No me gustan los homenajes a los muertos porque entre las flores y el llanto se olvidan los defectos de la gente y todo se llena de cumplidos. Los homenajes hay que hacerlos en vida siendo consciente de los defectos que todos cargamos a nuestras espaldas, porque solo quien verdaderamente te quiere lo hace aceptando tus carencias y las tapa con tus virtudes. Todo lo demás son adjetivos vacíos, bolsos y perfumes falsos que tratan de imitar a los caros para darle un valor inexistente a la balda del baño y al fondo del armario. Saber qué manos nos levantarán del suelo y qué hombros encauzarán nuestras lágrimas es igual de importante que saber quiénes son los que esperan nuestras desgracias para poder frotarse las manos y llenar sus silencios, que no son otra cosa que los vacíos de su alma.

(DATOS APORTADOS)
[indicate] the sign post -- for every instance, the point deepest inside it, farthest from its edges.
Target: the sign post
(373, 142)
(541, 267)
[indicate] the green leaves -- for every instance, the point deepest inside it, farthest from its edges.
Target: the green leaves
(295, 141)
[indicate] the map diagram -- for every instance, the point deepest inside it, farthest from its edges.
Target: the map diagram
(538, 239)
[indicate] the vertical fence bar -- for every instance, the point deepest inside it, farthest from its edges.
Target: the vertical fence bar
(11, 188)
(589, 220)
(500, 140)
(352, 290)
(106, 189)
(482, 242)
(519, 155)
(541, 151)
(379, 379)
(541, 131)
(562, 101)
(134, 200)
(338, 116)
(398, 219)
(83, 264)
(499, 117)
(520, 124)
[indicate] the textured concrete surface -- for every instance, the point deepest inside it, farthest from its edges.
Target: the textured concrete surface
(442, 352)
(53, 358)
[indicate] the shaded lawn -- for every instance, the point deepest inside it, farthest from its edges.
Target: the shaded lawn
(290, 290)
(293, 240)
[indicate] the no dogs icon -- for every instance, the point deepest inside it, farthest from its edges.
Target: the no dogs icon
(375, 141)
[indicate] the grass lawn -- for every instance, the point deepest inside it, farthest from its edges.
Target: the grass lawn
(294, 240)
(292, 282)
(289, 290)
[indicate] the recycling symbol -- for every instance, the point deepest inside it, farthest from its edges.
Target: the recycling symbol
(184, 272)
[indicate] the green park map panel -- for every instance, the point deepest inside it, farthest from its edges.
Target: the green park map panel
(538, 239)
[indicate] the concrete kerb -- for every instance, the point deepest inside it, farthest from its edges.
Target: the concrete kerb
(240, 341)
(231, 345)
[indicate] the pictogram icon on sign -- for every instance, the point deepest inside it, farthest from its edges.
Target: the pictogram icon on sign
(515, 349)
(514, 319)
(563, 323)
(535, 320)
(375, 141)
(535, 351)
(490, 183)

(TAREA)
Devuelve sin ningún cambio la parte del fragmento sobre los homenajes que comienza en las palabras "No me gustan" y termina después de "de su alma.".

(TU RESPUESTA)
No me gustan los homenajes a los muertos porque entre las flores y el llanto se olvidan los defectos de la gente y todo se llena de cumplidos. Los homenajes hay que hacerlos en vida siendo consciente de los defectos que todos cargamos a nuestras espaldas, porque solo quien verdaderamente te quiere lo hace aceptando tus carencias y las tapa con tus virtudes. Todo lo demás son adjetivos vacíos, bolsos y perfumes falsos que tratan de imitar a los caros para darle un valor inexistente a la balda del baño y al fondo del armario. Saber qué manos nos levantarán del suelo y qué hombros encauzarán nuestras lágrimas es igual de importante que saber quiénes son los que esperan nuestras desgracias para poder frotarse las manos y llenar sus silencios, que no son otra cosa que los vacíos de su alma.